§ SUPPLIED MATERIAL:
──────
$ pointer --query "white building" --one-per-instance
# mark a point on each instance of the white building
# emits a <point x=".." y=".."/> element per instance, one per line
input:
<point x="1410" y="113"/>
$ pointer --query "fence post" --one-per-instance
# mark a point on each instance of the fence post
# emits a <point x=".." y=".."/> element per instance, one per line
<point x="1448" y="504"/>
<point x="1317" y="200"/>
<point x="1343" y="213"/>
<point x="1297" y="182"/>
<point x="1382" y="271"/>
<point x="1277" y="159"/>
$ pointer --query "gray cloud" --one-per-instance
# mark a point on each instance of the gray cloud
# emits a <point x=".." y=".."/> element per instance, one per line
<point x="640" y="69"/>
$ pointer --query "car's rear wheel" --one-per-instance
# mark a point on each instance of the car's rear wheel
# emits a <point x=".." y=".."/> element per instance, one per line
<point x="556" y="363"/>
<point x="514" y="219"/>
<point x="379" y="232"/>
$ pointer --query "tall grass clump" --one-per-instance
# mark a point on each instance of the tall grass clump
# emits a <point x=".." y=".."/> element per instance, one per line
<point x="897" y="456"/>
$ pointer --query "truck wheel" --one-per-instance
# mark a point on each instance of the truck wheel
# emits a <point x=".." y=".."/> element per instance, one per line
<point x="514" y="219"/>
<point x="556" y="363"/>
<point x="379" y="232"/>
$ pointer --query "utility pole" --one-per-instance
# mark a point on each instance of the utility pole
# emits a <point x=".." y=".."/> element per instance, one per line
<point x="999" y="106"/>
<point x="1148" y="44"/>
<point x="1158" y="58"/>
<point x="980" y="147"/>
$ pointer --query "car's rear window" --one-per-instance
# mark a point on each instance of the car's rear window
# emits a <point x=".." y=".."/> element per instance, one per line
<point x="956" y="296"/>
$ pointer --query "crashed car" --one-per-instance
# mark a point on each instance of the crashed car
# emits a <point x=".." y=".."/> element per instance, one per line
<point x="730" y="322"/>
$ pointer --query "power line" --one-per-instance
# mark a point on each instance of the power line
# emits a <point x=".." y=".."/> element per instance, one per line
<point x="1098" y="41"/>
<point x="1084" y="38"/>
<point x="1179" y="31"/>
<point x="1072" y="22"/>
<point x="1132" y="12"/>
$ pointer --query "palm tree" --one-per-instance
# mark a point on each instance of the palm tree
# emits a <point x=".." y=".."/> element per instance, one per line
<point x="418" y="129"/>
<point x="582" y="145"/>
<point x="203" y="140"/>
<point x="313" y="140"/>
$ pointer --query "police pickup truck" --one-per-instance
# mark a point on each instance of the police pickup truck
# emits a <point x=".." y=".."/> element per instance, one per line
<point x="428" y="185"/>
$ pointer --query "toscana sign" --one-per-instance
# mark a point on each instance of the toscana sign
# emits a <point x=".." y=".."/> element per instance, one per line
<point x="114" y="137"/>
──────
§ SET TASK: State how many lines in the entries above contain the string "wheel". Give only the number.

§ ANSWER FOR THIS EXERCISE: 4